Identify each row below that contains the word "roof" and copy those rows in full. Case counts.

Entries taken from a collection:
+ + + + +
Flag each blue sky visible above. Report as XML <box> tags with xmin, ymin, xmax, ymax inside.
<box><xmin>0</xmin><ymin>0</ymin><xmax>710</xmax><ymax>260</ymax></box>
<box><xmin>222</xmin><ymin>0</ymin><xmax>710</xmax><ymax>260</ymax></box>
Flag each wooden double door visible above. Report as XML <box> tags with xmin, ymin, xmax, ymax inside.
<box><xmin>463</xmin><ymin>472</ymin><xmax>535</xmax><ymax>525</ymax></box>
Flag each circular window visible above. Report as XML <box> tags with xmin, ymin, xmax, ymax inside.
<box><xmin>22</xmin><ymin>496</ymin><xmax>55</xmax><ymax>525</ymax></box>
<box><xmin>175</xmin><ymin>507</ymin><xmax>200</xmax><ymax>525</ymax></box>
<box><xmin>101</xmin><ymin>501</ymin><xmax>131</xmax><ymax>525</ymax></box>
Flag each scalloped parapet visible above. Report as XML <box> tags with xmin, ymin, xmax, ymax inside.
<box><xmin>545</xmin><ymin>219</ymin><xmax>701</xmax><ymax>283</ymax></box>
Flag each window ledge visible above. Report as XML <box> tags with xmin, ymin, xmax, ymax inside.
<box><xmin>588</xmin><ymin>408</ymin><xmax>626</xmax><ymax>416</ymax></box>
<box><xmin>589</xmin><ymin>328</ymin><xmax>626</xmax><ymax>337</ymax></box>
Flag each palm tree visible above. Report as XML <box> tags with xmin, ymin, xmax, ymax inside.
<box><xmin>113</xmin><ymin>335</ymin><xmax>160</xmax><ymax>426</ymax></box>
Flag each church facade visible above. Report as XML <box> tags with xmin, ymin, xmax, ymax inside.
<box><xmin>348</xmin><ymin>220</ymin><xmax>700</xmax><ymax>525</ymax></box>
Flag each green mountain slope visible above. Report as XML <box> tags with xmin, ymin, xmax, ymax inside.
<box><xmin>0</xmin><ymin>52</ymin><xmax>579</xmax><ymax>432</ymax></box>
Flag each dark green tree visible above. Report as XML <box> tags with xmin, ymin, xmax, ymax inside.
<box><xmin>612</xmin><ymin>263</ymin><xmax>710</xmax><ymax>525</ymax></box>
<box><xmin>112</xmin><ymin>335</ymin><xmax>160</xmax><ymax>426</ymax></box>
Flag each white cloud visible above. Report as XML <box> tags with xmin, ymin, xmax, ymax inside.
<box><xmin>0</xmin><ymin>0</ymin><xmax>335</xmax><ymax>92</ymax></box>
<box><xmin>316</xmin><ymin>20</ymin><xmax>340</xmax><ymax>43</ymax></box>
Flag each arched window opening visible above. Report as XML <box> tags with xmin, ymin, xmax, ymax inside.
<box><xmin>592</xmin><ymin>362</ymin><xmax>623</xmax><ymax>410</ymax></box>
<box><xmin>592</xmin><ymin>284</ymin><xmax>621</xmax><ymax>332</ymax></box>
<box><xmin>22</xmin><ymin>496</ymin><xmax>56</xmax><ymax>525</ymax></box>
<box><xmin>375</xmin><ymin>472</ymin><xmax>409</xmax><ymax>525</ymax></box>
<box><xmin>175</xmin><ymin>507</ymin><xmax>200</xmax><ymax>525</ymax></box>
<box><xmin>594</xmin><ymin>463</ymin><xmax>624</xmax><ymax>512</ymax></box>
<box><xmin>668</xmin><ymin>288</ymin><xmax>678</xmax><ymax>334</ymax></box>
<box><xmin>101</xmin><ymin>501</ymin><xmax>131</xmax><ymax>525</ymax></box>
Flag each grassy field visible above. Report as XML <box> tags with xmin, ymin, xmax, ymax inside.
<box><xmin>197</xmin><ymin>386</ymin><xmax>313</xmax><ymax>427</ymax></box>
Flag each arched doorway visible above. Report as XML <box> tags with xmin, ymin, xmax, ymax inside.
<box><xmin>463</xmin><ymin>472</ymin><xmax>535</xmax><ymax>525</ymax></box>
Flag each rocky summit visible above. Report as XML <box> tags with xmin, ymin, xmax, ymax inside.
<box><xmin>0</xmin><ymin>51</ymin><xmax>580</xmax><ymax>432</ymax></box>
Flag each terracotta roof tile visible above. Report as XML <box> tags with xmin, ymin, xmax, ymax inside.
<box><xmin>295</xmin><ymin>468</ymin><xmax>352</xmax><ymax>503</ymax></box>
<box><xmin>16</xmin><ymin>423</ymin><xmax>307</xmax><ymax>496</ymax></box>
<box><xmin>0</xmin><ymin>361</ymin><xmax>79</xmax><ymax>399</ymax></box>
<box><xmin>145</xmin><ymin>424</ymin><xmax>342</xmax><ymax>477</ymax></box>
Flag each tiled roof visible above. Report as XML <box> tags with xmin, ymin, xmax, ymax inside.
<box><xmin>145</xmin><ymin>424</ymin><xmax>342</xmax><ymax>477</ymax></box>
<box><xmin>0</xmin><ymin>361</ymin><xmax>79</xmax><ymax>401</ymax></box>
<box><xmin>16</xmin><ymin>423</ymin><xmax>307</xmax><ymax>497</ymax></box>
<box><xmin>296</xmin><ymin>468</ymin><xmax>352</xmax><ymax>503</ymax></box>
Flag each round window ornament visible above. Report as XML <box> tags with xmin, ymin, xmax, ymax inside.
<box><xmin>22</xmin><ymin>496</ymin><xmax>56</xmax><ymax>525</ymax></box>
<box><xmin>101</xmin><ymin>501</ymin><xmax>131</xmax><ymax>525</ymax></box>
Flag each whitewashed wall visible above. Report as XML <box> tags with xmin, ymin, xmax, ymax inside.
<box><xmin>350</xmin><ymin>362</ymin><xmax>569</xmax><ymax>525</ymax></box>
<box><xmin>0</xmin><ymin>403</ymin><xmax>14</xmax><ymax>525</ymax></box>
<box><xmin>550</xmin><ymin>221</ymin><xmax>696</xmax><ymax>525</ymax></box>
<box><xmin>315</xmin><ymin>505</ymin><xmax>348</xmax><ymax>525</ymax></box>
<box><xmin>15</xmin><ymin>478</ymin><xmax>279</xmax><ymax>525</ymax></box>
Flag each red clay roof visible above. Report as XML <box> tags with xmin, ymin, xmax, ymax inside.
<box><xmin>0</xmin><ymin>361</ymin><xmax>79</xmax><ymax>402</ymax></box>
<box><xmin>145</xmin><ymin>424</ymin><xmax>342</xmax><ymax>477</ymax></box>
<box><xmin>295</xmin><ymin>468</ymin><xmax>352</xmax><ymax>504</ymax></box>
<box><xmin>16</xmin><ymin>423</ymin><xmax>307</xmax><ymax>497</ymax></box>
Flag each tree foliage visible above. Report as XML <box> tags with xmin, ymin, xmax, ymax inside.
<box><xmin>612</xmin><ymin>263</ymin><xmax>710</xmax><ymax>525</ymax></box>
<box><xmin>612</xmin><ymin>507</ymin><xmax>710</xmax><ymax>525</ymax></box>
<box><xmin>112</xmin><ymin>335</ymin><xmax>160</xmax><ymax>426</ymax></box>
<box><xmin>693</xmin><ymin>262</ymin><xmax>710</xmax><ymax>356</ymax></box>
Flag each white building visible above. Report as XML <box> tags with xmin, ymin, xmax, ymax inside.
+ + + + +
• SOLUTION FOR THIS PROBLEM:
Flag each terracotta roof tile visible above. Report as XML <box> tags with xmin, ymin, xmax, ymax inside.
Flag each tiled roof visible above. Report as XML <box> tags with xmin, ymin, xmax, ymax inside.
Flag each red clay roof visible above. Report as XML <box> tags with xmin, ymin, xmax, ymax inside.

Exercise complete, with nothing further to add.